# [Texto extraído]
“Hola, me llamo Edith Castro. Emigré a Dallas, en junio de 1995. Yo era una jovencita de 19 años, recién casada. A finales de los años 80, la guerra en mi país natal, El Salvador, había hecho que mi familia se movilizara internamente, primero de nuestro pequeño pueblo a otro un poco más grande y, luego, a otro un poco más grande.
Éramos 10 hermanos en total. Tenía 5 hermanos adolescentes que corrían el peligro de ser reclutados para ser combatientes. Teníamos mucho miedo. En ese ir y venir, buscando un poco de seguridad, yo perdí dos años de estudio y no había podido terminar mi bachillerato. Como les digo, me casé muy joven.
Mi esposo era universitario y, por una situación que se dio en su familia, su hermano mayor que ya vivía en Dallas, le sugirió que su mejor opción era emigrar. Y tenía que hacerlo por tierra. Pensamos que era lo mejor y, con todo el riesgo que implicaba, lo hizo. Mi familia siempre ha sido muy insistente en la importancia de estudiar, de formarse.
A pesar de las dificultades, yo era una alumna sobresaliente y me gustaba jugaba basketball… como era tan joven aún, me dijeron que me quedara en El Salvador, para seguir estudiando, y que más adelante me reuniera con mi esposo.
Cuando me matricularon en el instituto para terminar mi bachillerato, como el director se dio cuenta que ya estaba casada, me mandó a una clínica a hacerme unas pruebas. Ahí me di cuenta de que estaba embarazada. Entonces, entendí por qué algunas muchachas del colegio iban sin calcetines, por mandato del mismo colegio.

# [Enunciado de la tarea]
Cita literalmente el fragmento del testimonio que comienza en "A pesar de las" y termina en "del mismo colegio.". Para esta tarea no es necesario consultar los registros.

# [Conjunto de datos]
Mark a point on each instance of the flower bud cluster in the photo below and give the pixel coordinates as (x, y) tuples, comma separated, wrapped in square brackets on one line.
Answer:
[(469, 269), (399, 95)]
==
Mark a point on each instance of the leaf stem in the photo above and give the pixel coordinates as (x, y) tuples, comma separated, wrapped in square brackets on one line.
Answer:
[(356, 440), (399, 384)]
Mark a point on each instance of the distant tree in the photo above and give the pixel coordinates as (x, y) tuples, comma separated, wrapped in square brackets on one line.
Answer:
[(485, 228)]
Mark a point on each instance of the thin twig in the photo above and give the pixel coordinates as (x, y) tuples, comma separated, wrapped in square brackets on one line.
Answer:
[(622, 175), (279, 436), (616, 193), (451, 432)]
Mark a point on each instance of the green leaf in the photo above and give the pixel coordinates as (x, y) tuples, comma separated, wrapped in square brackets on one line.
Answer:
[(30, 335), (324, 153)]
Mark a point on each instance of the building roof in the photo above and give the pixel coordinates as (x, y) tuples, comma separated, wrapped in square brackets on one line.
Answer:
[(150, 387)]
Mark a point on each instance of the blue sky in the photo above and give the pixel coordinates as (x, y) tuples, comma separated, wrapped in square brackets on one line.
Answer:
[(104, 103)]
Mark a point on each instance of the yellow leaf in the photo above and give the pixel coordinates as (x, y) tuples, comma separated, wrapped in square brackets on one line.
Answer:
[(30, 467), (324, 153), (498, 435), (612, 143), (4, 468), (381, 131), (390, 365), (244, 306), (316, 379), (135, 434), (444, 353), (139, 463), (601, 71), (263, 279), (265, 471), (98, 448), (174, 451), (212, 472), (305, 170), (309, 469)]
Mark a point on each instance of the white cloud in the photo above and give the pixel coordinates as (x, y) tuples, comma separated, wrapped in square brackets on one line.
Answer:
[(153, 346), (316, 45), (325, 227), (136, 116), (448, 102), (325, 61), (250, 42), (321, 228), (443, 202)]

# [Respuesta]
A pesar de las dificultades, yo era una alumna sobresaliente y me gustaba jugaba basketball… como era tan joven aún, me dijeron que me quedara en El Salvador, para seguir estudiando, y que más adelante me reuniera con mi esposo.
Cuando me matricularon en el instituto para terminar mi bachillerato, como el director se dio cuenta que ya estaba casada, me mandó a una clínica a hacerme unas pruebas. Ahí me di cuenta de que estaba embarazada. Entonces, entendí por qué algunas muchachas del colegio iban sin calcetines, por mandato del mismo colegio.